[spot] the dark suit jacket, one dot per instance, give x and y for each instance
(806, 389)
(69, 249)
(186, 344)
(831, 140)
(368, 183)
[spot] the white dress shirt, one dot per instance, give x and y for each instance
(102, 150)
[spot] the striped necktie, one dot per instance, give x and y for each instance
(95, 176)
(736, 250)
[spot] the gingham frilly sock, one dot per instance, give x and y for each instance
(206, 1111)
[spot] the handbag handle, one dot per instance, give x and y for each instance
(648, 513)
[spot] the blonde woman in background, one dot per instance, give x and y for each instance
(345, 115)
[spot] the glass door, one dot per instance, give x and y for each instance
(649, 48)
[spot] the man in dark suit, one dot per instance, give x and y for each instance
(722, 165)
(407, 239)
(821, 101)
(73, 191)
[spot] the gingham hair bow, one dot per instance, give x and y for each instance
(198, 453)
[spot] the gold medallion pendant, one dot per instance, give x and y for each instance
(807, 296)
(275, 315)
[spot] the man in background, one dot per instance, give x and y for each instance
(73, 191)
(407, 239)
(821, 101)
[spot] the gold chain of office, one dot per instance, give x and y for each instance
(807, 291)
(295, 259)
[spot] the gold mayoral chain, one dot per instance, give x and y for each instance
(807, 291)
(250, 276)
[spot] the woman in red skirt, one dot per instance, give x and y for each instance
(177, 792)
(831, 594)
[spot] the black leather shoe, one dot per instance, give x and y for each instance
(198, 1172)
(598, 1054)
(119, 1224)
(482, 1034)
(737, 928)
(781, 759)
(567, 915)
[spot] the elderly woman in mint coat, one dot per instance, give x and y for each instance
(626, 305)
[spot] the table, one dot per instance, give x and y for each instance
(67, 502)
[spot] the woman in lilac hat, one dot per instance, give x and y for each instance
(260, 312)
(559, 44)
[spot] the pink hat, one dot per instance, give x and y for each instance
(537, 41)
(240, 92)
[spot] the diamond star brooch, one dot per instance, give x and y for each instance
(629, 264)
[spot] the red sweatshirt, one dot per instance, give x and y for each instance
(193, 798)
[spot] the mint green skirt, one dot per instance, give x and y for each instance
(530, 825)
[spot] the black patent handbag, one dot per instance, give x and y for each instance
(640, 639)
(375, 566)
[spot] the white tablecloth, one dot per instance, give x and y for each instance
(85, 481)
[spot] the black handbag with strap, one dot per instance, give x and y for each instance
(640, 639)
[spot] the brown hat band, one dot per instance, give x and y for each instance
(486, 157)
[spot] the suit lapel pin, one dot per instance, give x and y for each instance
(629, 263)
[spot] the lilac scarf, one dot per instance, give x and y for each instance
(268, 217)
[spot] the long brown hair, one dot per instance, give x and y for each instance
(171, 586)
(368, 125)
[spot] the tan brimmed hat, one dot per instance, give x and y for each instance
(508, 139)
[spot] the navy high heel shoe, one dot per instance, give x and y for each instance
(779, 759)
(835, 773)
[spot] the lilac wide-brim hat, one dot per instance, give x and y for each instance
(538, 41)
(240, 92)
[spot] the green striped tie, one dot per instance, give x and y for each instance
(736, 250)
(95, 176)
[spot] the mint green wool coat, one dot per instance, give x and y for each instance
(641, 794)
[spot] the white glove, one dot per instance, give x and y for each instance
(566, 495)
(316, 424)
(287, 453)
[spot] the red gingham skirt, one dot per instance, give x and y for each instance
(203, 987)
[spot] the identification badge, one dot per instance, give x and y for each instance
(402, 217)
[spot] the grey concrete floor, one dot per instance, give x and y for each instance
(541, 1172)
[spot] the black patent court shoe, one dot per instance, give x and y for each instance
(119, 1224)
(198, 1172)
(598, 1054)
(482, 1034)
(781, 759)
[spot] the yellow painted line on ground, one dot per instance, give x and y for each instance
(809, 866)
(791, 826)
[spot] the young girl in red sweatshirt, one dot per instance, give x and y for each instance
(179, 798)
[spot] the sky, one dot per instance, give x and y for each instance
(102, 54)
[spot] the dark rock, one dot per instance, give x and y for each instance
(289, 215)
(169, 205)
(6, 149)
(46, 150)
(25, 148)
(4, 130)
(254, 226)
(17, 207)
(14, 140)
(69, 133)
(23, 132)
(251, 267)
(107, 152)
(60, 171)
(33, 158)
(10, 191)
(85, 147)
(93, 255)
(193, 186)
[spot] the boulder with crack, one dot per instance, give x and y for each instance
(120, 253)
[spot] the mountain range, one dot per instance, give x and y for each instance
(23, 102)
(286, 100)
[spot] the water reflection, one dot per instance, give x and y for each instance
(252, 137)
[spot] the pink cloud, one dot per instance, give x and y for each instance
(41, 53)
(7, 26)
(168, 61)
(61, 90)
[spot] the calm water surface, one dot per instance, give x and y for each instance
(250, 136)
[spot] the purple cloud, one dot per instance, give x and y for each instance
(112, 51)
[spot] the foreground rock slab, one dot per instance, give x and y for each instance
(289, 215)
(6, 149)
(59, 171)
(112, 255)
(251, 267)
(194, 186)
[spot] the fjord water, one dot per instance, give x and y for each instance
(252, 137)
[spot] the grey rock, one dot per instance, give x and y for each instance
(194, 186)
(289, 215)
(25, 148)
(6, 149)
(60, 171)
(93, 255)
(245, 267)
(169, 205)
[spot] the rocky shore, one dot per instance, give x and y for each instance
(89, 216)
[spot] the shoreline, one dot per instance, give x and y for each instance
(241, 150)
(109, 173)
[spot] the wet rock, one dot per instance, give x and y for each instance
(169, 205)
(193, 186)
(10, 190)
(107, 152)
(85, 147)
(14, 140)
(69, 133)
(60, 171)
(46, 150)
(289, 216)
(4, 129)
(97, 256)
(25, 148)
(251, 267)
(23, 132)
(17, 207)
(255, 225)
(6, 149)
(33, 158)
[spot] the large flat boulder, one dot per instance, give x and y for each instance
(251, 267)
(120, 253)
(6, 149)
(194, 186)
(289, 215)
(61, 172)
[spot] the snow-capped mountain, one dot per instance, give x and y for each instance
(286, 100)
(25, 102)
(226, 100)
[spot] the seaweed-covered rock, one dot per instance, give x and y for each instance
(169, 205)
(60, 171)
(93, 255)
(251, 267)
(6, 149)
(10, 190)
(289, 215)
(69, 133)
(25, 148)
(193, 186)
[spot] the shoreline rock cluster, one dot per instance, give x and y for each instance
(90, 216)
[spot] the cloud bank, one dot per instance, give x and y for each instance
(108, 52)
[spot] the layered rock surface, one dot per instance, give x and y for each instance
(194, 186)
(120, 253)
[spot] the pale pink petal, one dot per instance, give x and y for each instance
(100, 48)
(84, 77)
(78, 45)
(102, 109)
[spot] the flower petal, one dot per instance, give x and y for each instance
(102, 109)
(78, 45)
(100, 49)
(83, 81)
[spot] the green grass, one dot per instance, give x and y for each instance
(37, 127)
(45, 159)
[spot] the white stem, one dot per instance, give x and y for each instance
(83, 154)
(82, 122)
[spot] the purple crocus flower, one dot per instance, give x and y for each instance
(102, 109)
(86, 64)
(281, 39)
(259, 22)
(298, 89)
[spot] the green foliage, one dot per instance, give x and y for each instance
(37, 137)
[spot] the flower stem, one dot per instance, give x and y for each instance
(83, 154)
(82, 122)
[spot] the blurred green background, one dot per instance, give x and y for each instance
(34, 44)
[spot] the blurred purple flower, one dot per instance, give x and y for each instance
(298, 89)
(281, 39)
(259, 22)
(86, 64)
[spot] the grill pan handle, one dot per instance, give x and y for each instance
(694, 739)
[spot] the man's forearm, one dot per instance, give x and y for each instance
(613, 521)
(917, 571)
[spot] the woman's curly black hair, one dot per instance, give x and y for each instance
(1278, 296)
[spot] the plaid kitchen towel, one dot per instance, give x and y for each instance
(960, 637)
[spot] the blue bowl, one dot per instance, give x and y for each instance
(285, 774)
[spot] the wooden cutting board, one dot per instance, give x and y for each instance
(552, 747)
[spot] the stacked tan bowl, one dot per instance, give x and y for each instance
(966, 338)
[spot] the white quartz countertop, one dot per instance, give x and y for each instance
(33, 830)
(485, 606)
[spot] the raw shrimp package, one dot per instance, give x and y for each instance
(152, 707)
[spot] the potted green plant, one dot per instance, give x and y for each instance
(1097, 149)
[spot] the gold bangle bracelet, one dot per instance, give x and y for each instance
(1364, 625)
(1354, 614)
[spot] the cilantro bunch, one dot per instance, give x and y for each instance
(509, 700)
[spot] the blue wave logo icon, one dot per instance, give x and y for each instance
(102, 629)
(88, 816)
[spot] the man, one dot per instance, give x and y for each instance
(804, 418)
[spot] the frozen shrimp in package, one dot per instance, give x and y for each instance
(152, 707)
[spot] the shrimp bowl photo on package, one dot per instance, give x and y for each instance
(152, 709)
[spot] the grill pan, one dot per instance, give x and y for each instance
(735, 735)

### What you have to do
Rewrite the part of the listing that opens with the line containing "[spot] the pale" and closes with the line containing "(1097, 149)", putting "a single dot for each instance" wherever "one dot per instance" appears and keeping everything else unchanged.

### Answer to this problem
[spot] the pale pink petal, a single dot for each instance, give x and y for each instance
(100, 48)
(84, 77)
(78, 45)
(102, 109)
[spot] the flower petal, a single dot for each instance, give x and y for each instance
(102, 109)
(78, 45)
(100, 49)
(83, 81)
[spot] the green grass, a single dot for each instance, give x and y for each instance
(37, 127)
(45, 159)
[spot] the white stem, a single dot for each instance, give x and y for each instance
(83, 154)
(82, 122)
[spot] the purple crocus flower, a single dot for each instance, give x and y for each instance
(102, 109)
(86, 64)
(281, 39)
(259, 22)
(298, 89)
[spot] the green foliage, a single dot for each instance, give x and y for each instance
(37, 137)
[spot] the flower stem, a single dot for each instance, give x and y for each instance
(83, 154)
(82, 122)
[spot] the blurred green background, a single dot for each instance, give x and y for each instance
(34, 44)
[spot] the blurred purple flower, a single dot for each instance, give x and y for each instance
(298, 89)
(281, 39)
(259, 22)
(86, 64)
[spot] the grill pan handle, a single dot for each instance, give x and y for each instance
(694, 739)
[spot] the man's forearm, a single dot for each instance, give x and y for each instance
(613, 521)
(917, 571)
[spot] the woman's curly black hair, a single dot for each instance, give x and y for each instance
(1278, 296)
[spot] the plaid kitchen towel, a single dot for each instance, give x and y for each instance
(960, 637)
[spot] the blue bowl, a single dot for each instance, give x and y for each instance
(285, 774)
[spot] the wooden cutting board, a single dot for each instance, give x and y for each instance
(552, 747)
[spot] the stacked tan bowl, a single dot for each instance, give x and y for each instance
(966, 338)
[spot] the white quartz countertop, a single dot for each instance, give x and y for each instance
(33, 830)
(485, 606)
[spot] the raw shrimp package, a single dot for each instance, give x and y for each instance
(152, 707)
[spot] the potted green plant, a single dot for each instance, give x and y for each instance
(1097, 149)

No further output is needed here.